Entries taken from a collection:
** start **

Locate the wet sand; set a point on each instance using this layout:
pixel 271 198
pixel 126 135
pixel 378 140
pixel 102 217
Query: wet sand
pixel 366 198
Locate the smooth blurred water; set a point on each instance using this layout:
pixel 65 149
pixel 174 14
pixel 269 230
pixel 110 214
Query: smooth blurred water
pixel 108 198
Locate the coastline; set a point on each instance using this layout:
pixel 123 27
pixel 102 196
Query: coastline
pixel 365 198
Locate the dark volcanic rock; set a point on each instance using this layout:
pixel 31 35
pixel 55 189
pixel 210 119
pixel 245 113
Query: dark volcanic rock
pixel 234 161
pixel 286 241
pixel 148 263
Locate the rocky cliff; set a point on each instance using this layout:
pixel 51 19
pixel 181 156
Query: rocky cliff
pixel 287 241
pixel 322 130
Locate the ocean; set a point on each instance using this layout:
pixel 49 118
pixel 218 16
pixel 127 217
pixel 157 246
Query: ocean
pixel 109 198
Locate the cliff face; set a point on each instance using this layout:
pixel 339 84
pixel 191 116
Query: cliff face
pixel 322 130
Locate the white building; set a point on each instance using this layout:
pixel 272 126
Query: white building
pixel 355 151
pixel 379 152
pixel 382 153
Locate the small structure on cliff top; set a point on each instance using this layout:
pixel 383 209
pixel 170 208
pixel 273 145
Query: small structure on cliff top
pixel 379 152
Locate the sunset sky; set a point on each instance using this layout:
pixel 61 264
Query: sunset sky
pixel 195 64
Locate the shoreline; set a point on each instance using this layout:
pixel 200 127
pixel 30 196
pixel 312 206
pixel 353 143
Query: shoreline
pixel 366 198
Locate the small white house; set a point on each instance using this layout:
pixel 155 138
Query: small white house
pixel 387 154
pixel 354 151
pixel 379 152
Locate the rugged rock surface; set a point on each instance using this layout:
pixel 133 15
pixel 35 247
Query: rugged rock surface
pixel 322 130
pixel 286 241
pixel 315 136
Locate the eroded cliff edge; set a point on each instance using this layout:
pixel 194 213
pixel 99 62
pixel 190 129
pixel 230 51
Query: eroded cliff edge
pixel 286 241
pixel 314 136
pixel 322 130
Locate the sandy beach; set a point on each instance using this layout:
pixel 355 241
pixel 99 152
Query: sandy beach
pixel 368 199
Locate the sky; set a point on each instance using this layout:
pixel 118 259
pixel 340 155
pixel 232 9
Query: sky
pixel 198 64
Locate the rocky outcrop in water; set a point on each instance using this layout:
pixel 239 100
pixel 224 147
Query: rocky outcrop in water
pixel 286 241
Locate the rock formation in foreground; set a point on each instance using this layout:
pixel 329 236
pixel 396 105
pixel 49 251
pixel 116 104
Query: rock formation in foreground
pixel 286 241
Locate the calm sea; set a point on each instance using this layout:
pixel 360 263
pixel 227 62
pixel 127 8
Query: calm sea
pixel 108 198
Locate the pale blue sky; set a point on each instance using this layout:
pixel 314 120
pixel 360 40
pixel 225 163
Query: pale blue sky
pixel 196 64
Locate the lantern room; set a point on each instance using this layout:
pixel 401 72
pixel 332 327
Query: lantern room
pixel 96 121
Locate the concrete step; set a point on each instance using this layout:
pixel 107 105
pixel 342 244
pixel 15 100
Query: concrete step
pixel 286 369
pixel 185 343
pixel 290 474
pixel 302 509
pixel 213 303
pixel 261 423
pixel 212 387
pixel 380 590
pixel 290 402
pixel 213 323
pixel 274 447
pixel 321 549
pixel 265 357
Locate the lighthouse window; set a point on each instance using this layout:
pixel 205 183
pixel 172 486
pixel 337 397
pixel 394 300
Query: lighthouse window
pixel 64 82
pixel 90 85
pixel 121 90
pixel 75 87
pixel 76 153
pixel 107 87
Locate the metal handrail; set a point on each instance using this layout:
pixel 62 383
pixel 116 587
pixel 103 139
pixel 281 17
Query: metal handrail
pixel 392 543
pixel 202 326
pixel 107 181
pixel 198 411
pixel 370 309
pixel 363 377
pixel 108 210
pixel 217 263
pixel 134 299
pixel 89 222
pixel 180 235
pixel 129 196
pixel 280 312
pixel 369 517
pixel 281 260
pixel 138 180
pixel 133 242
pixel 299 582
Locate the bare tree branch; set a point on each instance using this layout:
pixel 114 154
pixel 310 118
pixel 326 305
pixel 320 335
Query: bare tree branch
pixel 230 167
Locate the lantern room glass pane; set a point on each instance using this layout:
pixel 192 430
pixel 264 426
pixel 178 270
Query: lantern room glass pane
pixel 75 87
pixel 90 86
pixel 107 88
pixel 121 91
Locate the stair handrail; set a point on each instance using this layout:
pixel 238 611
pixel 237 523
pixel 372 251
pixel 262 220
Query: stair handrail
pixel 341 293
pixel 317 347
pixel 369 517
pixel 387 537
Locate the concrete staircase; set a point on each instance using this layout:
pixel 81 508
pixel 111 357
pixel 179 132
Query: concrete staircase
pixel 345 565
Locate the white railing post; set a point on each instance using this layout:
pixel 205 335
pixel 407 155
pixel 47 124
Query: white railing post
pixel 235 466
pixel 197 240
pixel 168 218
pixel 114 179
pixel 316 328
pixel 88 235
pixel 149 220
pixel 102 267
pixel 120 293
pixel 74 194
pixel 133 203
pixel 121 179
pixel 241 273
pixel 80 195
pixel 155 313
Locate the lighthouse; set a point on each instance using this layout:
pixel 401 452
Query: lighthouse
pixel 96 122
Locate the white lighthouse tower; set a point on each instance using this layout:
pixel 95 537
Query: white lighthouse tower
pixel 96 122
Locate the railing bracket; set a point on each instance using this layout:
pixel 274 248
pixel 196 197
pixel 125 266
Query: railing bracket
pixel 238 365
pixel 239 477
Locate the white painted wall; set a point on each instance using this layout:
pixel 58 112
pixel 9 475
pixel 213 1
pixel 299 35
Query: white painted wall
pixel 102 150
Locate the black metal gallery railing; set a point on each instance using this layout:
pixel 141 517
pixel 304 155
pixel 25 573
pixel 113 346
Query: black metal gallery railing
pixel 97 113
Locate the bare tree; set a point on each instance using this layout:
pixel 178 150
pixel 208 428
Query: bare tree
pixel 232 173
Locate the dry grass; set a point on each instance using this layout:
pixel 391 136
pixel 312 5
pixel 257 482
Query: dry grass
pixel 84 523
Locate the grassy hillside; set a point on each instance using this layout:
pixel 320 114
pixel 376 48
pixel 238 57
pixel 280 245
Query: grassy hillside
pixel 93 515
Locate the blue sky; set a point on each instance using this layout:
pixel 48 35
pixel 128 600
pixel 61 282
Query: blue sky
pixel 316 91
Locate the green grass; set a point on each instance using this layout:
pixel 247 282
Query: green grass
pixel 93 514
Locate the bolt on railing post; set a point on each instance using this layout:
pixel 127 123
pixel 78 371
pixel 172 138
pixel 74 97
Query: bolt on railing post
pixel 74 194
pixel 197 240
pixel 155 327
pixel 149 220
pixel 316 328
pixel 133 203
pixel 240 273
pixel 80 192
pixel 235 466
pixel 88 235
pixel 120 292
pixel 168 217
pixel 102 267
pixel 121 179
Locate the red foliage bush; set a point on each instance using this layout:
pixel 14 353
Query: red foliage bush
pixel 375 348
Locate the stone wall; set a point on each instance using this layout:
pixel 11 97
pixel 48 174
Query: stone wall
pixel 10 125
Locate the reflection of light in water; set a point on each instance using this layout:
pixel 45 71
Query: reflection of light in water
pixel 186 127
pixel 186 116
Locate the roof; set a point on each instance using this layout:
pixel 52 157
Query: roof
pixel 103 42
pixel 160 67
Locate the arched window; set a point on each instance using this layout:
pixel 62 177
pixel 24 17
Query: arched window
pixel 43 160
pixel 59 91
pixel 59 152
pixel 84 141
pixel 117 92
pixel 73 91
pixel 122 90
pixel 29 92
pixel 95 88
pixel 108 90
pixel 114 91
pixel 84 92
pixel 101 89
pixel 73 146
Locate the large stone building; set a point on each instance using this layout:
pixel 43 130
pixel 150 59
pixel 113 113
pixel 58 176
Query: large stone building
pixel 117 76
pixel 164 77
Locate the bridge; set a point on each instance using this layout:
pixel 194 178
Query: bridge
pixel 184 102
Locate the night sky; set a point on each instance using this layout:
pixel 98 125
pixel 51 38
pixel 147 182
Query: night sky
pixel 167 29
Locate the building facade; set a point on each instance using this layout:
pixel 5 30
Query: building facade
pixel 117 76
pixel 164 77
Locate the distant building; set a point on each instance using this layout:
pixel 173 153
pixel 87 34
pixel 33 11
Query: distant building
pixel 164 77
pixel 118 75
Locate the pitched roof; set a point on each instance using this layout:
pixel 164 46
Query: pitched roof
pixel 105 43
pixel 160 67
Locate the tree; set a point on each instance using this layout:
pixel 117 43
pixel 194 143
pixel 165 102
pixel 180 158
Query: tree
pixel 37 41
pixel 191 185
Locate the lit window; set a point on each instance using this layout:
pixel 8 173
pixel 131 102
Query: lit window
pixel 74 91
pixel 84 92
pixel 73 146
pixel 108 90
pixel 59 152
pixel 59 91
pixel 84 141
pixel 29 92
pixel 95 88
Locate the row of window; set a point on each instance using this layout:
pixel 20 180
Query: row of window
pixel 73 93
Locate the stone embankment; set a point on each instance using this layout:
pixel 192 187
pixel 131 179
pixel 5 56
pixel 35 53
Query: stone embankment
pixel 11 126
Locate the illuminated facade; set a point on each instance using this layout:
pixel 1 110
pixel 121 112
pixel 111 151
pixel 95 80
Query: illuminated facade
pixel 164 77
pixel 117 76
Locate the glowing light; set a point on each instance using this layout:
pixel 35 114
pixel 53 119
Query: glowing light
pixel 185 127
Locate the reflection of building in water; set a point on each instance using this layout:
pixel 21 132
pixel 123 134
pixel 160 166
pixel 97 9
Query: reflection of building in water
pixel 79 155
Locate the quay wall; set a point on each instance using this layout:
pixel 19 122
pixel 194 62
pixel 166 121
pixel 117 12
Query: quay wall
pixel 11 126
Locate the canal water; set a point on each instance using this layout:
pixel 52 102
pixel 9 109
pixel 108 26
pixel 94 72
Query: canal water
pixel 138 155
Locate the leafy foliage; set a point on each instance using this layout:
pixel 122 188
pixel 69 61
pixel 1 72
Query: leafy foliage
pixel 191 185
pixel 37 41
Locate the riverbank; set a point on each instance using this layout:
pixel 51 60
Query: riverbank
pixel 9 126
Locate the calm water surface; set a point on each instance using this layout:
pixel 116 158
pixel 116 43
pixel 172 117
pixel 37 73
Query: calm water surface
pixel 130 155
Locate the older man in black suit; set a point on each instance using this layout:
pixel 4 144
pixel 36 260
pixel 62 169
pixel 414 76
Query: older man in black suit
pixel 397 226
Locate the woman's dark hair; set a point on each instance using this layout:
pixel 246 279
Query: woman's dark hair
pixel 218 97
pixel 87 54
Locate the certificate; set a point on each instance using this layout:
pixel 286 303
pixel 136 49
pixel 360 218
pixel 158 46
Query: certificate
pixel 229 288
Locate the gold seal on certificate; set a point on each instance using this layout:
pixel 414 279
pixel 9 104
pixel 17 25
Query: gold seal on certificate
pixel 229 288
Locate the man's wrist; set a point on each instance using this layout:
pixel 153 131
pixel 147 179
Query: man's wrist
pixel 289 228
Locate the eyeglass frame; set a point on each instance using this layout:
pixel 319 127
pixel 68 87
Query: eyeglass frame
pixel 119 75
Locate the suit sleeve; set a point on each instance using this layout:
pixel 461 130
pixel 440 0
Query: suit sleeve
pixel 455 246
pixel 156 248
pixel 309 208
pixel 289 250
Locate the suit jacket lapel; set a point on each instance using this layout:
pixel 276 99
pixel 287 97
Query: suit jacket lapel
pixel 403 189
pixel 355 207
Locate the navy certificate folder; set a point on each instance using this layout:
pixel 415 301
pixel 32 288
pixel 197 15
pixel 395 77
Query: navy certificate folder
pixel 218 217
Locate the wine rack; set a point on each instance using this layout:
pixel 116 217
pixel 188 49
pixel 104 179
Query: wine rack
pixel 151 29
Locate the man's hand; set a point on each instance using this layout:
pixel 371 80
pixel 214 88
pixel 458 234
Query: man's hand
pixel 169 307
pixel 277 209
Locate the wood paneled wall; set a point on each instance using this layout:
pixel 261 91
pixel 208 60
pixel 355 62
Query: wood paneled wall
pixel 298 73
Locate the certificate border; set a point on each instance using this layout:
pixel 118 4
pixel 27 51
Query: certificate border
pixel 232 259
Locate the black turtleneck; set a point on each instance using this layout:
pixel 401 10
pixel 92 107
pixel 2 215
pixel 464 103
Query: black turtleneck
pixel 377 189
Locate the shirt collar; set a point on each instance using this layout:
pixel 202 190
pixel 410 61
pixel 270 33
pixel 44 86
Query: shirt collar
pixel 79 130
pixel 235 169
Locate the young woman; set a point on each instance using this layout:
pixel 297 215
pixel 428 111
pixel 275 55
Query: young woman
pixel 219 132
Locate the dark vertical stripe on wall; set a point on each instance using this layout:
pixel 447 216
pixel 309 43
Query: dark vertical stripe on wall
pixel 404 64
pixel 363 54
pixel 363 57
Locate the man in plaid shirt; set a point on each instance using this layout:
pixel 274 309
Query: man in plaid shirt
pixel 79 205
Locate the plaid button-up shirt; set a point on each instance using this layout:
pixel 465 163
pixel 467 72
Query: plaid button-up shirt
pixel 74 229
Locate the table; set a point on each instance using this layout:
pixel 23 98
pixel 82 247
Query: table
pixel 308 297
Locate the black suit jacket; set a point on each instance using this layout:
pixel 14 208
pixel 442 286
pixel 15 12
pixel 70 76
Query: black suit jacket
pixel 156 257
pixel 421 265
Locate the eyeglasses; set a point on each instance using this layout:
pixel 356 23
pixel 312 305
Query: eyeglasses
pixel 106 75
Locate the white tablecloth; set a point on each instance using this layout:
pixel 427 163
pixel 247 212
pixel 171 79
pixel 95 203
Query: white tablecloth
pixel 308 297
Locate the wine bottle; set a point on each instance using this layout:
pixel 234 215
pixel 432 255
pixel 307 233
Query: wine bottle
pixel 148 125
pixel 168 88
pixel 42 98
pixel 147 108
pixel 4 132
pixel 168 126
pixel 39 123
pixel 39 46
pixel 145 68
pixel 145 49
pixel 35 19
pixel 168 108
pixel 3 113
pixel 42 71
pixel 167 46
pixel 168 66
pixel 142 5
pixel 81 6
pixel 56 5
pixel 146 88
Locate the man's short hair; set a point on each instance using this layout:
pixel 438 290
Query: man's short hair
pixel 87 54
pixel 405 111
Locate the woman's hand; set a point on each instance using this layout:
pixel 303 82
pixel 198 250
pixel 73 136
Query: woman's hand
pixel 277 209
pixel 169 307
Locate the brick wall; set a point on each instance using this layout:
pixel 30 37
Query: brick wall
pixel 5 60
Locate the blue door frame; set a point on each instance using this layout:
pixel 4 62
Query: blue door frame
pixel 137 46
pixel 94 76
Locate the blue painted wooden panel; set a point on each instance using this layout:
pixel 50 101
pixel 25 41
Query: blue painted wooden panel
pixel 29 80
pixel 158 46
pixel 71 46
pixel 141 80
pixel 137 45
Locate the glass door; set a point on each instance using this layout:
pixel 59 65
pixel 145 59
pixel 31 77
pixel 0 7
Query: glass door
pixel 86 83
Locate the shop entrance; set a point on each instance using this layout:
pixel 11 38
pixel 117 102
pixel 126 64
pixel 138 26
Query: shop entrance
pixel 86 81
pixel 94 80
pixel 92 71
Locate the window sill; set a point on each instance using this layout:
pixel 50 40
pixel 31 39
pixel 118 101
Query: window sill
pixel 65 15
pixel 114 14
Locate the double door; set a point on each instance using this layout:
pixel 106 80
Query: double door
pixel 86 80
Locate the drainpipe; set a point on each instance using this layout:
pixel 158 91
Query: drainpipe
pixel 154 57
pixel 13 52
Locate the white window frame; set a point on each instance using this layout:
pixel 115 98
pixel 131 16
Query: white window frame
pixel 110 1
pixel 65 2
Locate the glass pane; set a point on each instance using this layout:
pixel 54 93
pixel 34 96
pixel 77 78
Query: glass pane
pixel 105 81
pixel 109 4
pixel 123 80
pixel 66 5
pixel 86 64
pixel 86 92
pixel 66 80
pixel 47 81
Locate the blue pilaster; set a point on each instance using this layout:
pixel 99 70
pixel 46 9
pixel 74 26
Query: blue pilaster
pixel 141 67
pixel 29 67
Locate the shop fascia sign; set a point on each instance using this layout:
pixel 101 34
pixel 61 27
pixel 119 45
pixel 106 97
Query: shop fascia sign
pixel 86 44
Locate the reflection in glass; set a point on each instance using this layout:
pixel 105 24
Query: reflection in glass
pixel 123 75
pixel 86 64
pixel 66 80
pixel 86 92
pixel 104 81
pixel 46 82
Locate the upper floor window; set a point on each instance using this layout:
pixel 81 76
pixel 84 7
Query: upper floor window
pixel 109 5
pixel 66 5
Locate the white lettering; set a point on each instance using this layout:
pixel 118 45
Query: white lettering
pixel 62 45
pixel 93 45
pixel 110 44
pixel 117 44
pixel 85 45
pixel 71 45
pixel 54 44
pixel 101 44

** end **

What is expected —
From the line holding "Locate the reflection in" through the last line above, reproduce each line exactly and add nothing.

Exercise output —
Locate the reflection in glass; set a point on each instance using this layout:
pixel 105 24
Query: reflection in glass
pixel 123 75
pixel 86 64
pixel 66 80
pixel 86 92
pixel 104 81
pixel 46 82
Locate the upper floor window; set a point on each instance using this layout:
pixel 81 76
pixel 84 7
Query: upper floor window
pixel 109 5
pixel 66 5
Locate the white lettering; set a point on each instance using this layout:
pixel 118 45
Query: white lettering
pixel 62 45
pixel 93 45
pixel 110 44
pixel 117 44
pixel 85 45
pixel 71 45
pixel 54 44
pixel 101 44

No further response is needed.